=== ARTICLE ===

Shelley – thank you. I think you may be spam, but seeing as you are so polite, I’ll let you stay. Verbivore – and I was just leaving messages on your blog saying you needed a more lightweight read! I’d love to know what you think of this if you get hold of it. Stefanie – surely there must be other good domestic writers? I suppose Anne Tyler and Alison Lurie spring to mind, but there must be others. It’s a bit of a cheat comparing 19th and 20th century books, but then, not much has changed in some areas! 🙂 Boxofbooks – my sentiments exactly, re Austen. It was a fun, well-written book this one, and I’d certainly recommend the author. Becca – it was your recommendation that put me onto this book, in fact (not for the first or last time!) and I enjoyed it very much. I know just what you mean about wanting to shake Polly, and yes, I think that self-denial thing has carried on unmodified into my generation (our generation?) too. Some things are very hard to change. Dorothy – you couldn’t exactly miss it in this novel 🙂 Just imagine if you took all the domestic out of literature – what would be left? No one in the 19th century, that’s for sure, and great chunks of the twentieth would disappear. Families are where great social, cultural and historical changes meltdown and get acted out in microcosm. I think that’s why they are perfect for literary representation.
Laurie Colwin is one of my favorite authors, and I sometimes think of her as my private property 🙂 It’s wonderful to read such a great review of Family Happiness, which I think may be my favorite of hers (that, or Happy All the Time.) Thanks so much for this.
Very interesting reflection on adultery across cultures. And that’s such a good point about why “domestic” novels like this deserve to be taken seriously. The power of female self-denial also intrigues me. Thanks for the recommendation.

=== STORED RECORDS ===

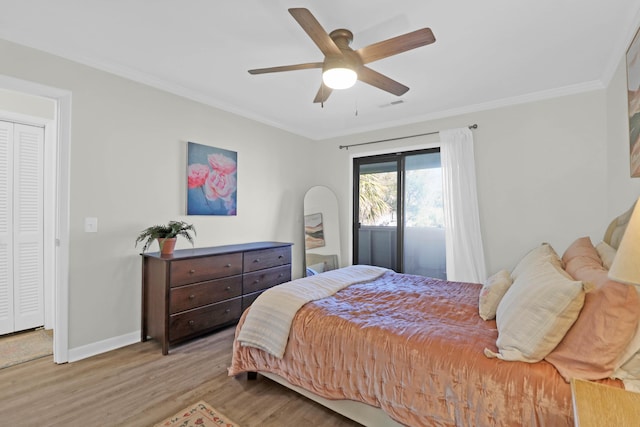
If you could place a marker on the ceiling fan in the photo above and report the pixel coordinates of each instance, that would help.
(342, 66)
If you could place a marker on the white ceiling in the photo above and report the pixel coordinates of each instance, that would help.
(487, 53)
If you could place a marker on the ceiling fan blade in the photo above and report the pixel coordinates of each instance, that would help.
(323, 94)
(313, 28)
(381, 81)
(286, 68)
(396, 45)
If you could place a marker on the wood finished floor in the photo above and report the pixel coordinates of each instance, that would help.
(136, 386)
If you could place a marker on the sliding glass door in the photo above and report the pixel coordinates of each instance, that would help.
(398, 212)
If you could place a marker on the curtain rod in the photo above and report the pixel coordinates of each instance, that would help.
(473, 126)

===

* YOUR OBJECTIVE:
Return the full blog comments word for word. Rely on the blog comments alone and leave the listing aside.

* OUTPUT FOR THIS TASK:
Shelley – thank you. I think you may be spam, but seeing as you are so polite, I’ll let you stay. Verbivore – and I was just leaving messages on your blog saying you needed a more lightweight read! I’d love to know what you think of this if you get hold of it. Stefanie – surely there must be other good domestic writers? I suppose Anne Tyler and Alison Lurie spring to mind, but there must be others. It’s a bit of a cheat comparing 19th and 20th century books, but then, not much has changed in some areas! 🙂 Boxofbooks – my sentiments exactly, re Austen. It was a fun, well-written book this one, and I’d certainly recommend the author. Becca – it was your recommendation that put me onto this book, in fact (not for the first or last time!) and I enjoyed it very much. I know just what you mean about wanting to shake Polly, and yes, I think that self-denial thing has carried on unmodified into my generation (our generation?) too. Some things are very hard to change. Dorothy – you couldn’t exactly miss it in this novel 🙂 Just imagine if you took all the domestic out of literature – what would be left? No one in the 19th century, that’s for sure, and great chunks of the twentieth would disappear. Families are where great social, cultural and historical changes meltdown and get acted out in microcosm. I think that’s why they are perfect for literary representation.
Laurie Colwin is one of my favorite authors, and I sometimes think of her as my private property 🙂 It’s wonderful to read such a great review of Family Happiness, which I think may be my favorite of hers (that, or Happy All the Time.) Thanks so much for this.
Very interesting reflection on adultery across cultures. And that’s such a good point about why “domestic” novels like this deserve to be taken seriously. The power of female self-denial also intrigues me. Thanks for the recommendation.